[Saved entries]
'''

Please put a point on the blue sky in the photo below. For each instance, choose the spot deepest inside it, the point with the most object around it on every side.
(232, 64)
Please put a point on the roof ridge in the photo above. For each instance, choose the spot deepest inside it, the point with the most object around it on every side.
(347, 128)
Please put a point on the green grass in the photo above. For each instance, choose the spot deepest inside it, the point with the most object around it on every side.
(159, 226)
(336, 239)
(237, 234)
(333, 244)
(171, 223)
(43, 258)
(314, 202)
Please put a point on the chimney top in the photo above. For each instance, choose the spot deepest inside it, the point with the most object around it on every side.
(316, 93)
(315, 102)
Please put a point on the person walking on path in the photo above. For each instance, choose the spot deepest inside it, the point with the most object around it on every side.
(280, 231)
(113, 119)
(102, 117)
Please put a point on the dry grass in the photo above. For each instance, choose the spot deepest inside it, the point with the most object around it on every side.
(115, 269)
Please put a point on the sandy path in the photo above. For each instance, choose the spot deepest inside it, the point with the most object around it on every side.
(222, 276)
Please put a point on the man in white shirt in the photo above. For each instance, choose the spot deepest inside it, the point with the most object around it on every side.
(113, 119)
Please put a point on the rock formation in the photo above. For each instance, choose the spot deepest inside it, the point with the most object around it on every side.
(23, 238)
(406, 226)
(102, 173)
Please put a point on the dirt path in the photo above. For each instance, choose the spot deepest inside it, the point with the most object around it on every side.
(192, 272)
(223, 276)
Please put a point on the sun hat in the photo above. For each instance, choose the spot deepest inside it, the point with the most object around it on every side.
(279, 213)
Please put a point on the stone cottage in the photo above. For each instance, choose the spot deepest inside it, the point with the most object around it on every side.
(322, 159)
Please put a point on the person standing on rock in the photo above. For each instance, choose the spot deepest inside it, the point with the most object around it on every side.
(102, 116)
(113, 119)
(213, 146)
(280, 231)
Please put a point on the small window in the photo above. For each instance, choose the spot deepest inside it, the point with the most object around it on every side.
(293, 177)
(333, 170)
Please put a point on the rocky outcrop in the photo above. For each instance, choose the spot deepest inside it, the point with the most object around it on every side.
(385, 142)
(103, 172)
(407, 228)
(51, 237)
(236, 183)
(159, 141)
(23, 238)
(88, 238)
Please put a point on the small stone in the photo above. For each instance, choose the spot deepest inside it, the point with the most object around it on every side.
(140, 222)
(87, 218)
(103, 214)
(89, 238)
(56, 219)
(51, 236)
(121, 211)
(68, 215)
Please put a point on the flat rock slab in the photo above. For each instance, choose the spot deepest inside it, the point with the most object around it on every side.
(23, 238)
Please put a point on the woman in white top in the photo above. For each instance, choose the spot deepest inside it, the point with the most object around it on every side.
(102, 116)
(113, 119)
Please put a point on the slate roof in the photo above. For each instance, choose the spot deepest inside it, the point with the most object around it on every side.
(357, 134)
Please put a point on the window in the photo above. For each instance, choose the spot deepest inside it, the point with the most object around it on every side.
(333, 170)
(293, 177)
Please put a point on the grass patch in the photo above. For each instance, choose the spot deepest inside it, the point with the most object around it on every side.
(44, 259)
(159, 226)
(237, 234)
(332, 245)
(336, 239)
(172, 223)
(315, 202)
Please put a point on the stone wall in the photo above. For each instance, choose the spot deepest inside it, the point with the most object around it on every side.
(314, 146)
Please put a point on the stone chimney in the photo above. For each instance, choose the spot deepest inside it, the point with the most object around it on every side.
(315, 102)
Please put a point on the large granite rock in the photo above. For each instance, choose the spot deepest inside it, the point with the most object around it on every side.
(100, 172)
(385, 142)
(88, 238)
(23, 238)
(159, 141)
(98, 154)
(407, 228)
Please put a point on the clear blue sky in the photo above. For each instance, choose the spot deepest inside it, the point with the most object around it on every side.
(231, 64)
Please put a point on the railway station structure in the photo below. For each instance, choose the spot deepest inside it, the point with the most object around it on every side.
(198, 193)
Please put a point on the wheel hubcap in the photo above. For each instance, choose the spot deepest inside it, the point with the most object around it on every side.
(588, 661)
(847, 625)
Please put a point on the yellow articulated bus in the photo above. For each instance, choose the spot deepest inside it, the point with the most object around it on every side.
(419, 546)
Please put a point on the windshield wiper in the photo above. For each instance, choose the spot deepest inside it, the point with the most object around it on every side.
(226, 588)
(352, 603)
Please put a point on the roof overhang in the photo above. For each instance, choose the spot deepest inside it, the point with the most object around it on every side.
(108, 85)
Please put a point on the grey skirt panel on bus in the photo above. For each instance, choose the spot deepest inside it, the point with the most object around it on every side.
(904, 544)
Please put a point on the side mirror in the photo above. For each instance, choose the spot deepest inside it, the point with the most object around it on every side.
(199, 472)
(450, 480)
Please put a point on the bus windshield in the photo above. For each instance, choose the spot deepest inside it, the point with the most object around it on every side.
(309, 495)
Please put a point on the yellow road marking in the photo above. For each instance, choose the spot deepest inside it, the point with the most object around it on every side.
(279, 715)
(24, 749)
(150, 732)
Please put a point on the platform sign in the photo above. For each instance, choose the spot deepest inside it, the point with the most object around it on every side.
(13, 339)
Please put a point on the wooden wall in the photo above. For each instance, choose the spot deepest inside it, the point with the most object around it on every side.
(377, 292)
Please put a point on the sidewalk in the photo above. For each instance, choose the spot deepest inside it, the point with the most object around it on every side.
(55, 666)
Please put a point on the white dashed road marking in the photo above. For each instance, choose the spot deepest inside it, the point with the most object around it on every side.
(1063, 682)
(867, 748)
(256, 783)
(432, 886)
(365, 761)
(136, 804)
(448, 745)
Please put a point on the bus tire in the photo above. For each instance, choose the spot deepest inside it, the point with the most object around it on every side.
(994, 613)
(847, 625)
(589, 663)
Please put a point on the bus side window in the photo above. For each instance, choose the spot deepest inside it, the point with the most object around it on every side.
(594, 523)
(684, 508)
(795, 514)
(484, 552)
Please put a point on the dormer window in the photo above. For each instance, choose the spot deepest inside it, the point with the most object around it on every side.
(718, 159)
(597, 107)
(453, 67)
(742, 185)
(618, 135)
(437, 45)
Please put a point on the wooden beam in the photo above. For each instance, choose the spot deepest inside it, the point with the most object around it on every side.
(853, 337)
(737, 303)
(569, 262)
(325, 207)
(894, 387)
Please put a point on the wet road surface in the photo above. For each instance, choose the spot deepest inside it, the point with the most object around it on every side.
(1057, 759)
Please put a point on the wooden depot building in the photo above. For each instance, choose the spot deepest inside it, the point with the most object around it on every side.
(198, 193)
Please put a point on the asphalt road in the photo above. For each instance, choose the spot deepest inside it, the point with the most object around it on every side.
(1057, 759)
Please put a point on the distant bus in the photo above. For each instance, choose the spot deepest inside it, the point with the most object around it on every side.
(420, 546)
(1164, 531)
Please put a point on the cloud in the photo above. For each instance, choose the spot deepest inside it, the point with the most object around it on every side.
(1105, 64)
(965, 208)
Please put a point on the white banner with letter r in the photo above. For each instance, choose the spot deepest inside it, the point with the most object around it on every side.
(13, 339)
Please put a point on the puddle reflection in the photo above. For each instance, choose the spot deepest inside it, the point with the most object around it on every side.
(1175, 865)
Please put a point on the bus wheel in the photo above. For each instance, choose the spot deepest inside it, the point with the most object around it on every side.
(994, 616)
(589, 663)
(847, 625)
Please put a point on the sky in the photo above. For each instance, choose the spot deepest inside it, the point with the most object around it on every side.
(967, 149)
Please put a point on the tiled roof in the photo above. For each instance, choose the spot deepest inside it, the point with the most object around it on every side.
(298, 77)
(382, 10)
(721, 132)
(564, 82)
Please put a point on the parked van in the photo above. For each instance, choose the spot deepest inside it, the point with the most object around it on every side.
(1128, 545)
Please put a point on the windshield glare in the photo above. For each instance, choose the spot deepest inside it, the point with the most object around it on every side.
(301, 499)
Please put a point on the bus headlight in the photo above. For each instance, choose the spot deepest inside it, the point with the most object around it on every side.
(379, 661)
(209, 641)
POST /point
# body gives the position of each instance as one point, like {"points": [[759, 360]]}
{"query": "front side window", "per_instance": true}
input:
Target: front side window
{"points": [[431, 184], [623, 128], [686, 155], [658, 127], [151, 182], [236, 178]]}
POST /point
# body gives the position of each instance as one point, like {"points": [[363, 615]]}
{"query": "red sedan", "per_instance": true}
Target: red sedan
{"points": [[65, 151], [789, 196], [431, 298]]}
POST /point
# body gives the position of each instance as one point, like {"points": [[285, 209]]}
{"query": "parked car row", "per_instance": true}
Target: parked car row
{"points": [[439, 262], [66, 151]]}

'''

• Directions: For the records above, state how many lines contain "true", and nothing more.

• Response area: 3